Point labeling dataset entries:
• • • • •

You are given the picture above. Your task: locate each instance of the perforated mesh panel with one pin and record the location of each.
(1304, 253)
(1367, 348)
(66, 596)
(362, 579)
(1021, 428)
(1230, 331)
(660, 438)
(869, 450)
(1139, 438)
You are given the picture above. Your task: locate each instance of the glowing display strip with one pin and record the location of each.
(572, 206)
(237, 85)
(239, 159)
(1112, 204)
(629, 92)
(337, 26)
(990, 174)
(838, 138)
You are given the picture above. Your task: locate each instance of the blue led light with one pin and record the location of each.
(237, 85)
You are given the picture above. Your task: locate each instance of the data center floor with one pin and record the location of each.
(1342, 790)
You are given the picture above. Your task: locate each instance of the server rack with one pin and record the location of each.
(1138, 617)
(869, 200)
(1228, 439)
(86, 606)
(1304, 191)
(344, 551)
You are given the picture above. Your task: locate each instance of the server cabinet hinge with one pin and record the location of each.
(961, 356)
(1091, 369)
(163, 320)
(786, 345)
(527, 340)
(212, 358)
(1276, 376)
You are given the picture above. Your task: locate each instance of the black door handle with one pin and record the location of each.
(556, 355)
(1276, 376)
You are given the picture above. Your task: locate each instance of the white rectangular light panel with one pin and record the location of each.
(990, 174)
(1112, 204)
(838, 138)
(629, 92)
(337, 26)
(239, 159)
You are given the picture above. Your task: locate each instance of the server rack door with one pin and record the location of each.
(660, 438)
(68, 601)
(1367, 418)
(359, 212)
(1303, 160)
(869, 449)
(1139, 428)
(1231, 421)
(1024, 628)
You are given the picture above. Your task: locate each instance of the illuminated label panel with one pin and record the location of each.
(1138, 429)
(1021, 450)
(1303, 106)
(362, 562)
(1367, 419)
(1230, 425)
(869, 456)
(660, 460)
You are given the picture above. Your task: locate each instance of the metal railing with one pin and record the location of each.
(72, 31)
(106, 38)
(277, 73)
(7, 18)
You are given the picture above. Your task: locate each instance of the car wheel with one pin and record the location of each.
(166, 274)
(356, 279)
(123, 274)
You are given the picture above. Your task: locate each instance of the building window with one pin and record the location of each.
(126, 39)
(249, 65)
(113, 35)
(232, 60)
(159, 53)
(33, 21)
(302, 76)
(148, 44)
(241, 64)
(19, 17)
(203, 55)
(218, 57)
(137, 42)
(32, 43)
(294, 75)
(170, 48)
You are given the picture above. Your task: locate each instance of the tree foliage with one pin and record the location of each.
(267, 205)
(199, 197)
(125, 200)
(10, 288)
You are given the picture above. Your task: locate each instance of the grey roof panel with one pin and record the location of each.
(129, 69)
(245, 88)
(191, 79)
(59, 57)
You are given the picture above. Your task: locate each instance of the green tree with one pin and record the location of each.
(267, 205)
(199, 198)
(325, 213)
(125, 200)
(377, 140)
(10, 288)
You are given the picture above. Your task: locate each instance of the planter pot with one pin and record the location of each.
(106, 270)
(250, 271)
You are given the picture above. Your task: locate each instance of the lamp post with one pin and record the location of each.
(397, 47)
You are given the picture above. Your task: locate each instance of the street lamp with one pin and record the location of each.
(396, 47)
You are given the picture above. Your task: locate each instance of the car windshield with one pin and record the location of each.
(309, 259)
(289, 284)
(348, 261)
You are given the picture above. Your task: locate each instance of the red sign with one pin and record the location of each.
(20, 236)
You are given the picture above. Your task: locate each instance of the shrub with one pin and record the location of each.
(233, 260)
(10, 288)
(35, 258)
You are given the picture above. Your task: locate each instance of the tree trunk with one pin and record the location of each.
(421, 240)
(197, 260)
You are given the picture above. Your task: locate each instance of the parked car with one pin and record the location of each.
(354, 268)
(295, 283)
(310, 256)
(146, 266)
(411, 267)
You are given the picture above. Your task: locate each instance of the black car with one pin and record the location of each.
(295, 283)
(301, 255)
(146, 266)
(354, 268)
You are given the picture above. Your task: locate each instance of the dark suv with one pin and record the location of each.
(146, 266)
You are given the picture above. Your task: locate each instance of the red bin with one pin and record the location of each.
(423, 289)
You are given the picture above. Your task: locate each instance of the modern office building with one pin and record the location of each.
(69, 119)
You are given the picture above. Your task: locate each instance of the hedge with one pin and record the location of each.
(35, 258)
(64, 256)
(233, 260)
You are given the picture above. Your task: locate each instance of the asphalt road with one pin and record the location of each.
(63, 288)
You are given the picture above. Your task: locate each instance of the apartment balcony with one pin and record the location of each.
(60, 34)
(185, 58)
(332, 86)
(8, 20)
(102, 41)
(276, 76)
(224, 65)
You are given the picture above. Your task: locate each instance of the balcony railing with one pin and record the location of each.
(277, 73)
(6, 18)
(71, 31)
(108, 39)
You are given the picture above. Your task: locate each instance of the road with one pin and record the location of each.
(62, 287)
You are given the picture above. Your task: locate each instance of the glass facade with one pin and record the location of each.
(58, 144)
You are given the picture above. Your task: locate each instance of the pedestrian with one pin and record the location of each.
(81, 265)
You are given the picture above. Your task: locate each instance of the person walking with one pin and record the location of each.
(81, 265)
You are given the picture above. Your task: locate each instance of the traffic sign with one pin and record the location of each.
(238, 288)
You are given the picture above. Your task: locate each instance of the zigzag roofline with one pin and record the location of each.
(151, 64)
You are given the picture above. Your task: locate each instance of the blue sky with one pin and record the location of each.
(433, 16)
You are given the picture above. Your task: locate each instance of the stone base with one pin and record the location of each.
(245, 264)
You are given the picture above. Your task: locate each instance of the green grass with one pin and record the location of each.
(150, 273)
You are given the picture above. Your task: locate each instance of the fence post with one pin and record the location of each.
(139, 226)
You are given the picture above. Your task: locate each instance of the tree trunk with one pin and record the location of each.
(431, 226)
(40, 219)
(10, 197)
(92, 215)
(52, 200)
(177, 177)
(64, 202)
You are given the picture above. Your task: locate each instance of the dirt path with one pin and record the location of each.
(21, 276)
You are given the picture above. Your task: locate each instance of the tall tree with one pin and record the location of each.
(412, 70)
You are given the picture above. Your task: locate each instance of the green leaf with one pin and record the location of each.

• • • • •

EXERCISE REQUIREMENTS: Rewrite the lines of the entries above as a JSON list of strings, one string per line, leaving out blank lines.

THE SOLUTION:
[
  "You are given the picture above. Your task: locate each instance of the perforated mesh panel with one pin and record the location of each.",
  "(1304, 253)",
  "(1367, 348)",
  "(66, 596)",
  "(362, 579)",
  "(1021, 428)",
  "(1230, 331)",
  "(660, 438)",
  "(869, 450)",
  "(1139, 438)",
  "You are given the picture above. Your task: locate each instance of the glowing display strip with one pin and record the location of each.",
  "(572, 206)",
  "(237, 85)",
  "(239, 159)",
  "(1112, 204)",
  "(629, 92)",
  "(337, 26)",
  "(990, 174)",
  "(838, 138)",
  "You are given the picture above. Your task: locate each instance of the blue led light with one pin and record the location of each.",
  "(237, 85)",
  "You are given the picture above. Your task: locate each instance of the data center floor with one pin and record the location of each.",
  "(1342, 790)",
  "You are given the picture above. Your task: locate each instance of the server rack with one pin and record the location of each.",
  "(1138, 617)",
  "(869, 200)",
  "(1228, 439)",
  "(86, 606)",
  "(1304, 191)",
  "(344, 551)",
  "You are given the picture above. Your task: locate each instance of the server cabinet hinge with one pin and record the location of each.",
  "(961, 356)",
  "(1091, 369)",
  "(163, 320)",
  "(786, 345)",
  "(527, 340)",
  "(212, 358)",
  "(1276, 376)",
  "You are given the picture above. Your task: locate each instance of the black door handle with one pin and record the location of each.",
  "(556, 355)",
  "(1276, 376)",
  "You are given the picture above. Your task: locate each instance of the white rectangular light panel with one pin and record the location of each.",
  "(990, 174)",
  "(1112, 204)",
  "(838, 138)",
  "(629, 92)",
  "(337, 26)",
  "(239, 159)",
  "You are given the picture above. Your task: locate each instance of the server rack door with one pin and record the location of each.",
  "(660, 438)",
  "(68, 601)",
  "(1367, 418)",
  "(359, 212)",
  "(1303, 160)",
  "(869, 449)",
  "(1139, 428)",
  "(1231, 421)",
  "(1024, 628)",
  "You are given the picture above. Your task: locate each instance of the illuminated label panel with one pin and record the location of each.",
  "(1138, 429)",
  "(1021, 450)",
  "(1303, 106)",
  "(362, 562)",
  "(1367, 419)",
  "(1230, 425)",
  "(869, 456)",
  "(660, 460)",
  "You are given the picture above. Your task: locate each instance of the metal railing with one pin and record the location of each.",
  "(72, 31)",
  "(106, 38)",
  "(277, 73)",
  "(7, 18)",
  "You are given the picture above. Your task: locate each instance of the car wheel with one pin and record the location of each.",
  "(166, 274)",
  "(356, 279)",
  "(123, 274)",
  "You are given the picture above. Your task: locate each instance of the building window with one pin and record the location of each.",
  "(126, 39)",
  "(249, 65)",
  "(113, 35)",
  "(232, 60)",
  "(159, 53)",
  "(33, 21)",
  "(302, 76)",
  "(148, 44)",
  "(241, 64)",
  "(19, 17)",
  "(203, 55)",
  "(218, 57)",
  "(137, 42)",
  "(32, 43)",
  "(294, 75)",
  "(170, 48)",
  "You are given the picture above. Your task: locate each instance of the tree foliage with one pin and record the location of each.",
  "(267, 205)",
  "(199, 197)",
  "(125, 200)",
  "(10, 288)",
  "You are given the picture above. Your task: locate each instance of the grey roof panel with one pin and record the location of each.",
  "(129, 69)",
  "(245, 88)",
  "(191, 79)",
  "(59, 57)",
  "You are given the picture above. Your task: locate each instance of the green tree with one pin and record the location of each.",
  "(267, 205)",
  "(199, 198)",
  "(325, 213)",
  "(125, 200)",
  "(377, 140)",
  "(10, 288)",
  "You are given the picture above. Your task: locate each instance of the planter pot with one pin and record the location of each.",
  "(106, 270)",
  "(250, 271)",
  "You are given the picture above. Your task: locate each instance of the lamp post with one pin and record the location of each.",
  "(397, 47)",
  "You are given the picture above. Your task: locate each instance of the street lamp with one pin and record the location of each.",
  "(396, 47)",
  "You are given the picture above. Your task: locate each instance of the car windshield with one pin and record the location of each.",
  "(309, 259)",
  "(289, 284)",
  "(348, 261)",
  "You are given the picture above. Your task: locate each instance of the red sign with one pin and record the location of each.",
  "(20, 236)",
  "You are given the picture above. Your task: locate each instance of the shrub with one pin and record the location of each.",
  "(233, 260)",
  "(10, 288)",
  "(35, 258)",
  "You are given the picture above. Your task: locate each instance of the tree trunk with one pin and record the location of each.",
  "(421, 240)",
  "(197, 260)",
  "You are given the picture above. Your task: locate each instance of the parked car with one pin and record the location of each.",
  "(354, 268)",
  "(295, 283)",
  "(310, 256)",
  "(146, 266)",
  "(411, 267)",
  "You are given the picture above. Your task: locate each instance of the black car with one pin and record the location of each.",
  "(295, 283)",
  "(301, 255)",
  "(146, 266)",
  "(354, 268)",
  "You are given the picture above. Your task: locate each instance of the dark suv with one pin and record the location of each.",
  "(146, 266)",
  "You are given the picture above. Your task: locate each instance of the red bin with one pin and record the location of each.",
  "(423, 289)",
  "You are given the picture above. Your task: locate each instance of the modern office building with one pin and record the location of each.",
  "(69, 119)",
  "You are given the picture above. Your task: locate each instance of the hedge with one pin and record the location of each.",
  "(35, 258)",
  "(64, 256)",
  "(233, 260)",
  "You are given the picture above. Your task: locate each instance of the asphalt road with one pin and record the location of each.",
  "(63, 288)",
  "You are given the picture above. Your task: locate each instance of the apartment balcony with one pin and record the location of each.",
  "(60, 34)",
  "(185, 58)",
  "(332, 86)",
  "(8, 20)",
  "(102, 41)",
  "(276, 76)",
  "(224, 65)",
  "You are given the picture above. Your task: locate each instance of the balcony railing with one pin and record the location of each.",
  "(277, 73)",
  "(6, 18)",
  "(71, 31)",
  "(108, 39)",
  "You are given the picture above. Your task: locate each instance of the road with one pin and record the location of each.",
  "(62, 287)",
  "You are given the picture above. Your task: locate each instance of the glass facade with one pin and record the location of each.",
  "(58, 144)",
  "You are given the picture above. Your task: locate each instance of the pedestrian with one pin and record the location of each.",
  "(81, 265)",
  "You are given the picture above. Your task: locate each instance of the person walking with one pin and record the location of each.",
  "(81, 265)",
  "You are given the picture above. Your task: locate each instance of the traffic sign with one pin and record the location of each.",
  "(238, 288)",
  "You are given the picture above. Your task: locate each instance of the zigzag roofline with one pin and record the location of each.",
  "(151, 64)",
  "You are given the picture above. Your task: locate each instance of the blue sky with one pin and record the location of each.",
  "(433, 16)",
  "You are given the picture above. Your task: locate each instance of the stone base with one pin and record the location of each.",
  "(245, 264)",
  "You are given the picture above. Your task: locate each instance of the green grass with one pin and record the location of each.",
  "(150, 273)",
  "You are given the picture above. Your task: locate each instance of the fence post with one pin and record the location of each.",
  "(139, 226)",
  "You are given the picture above. Your task: locate each instance of the tree trunk with one pin and record the location of each.",
  "(431, 226)",
  "(40, 219)",
  "(10, 197)",
  "(92, 215)",
  "(52, 200)",
  "(177, 177)",
  "(64, 202)",
  "You are given the picture above. Your task: locate each instance of the dirt path with one pin and record the location of each.",
  "(21, 276)",
  "You are given the picture above. Your task: locate each instance of the tall tree with one pin and record the location of each.",
  "(412, 70)",
  "You are given the picture above. Your task: locate each instance of the green leaf with one pin and record the location of each."
]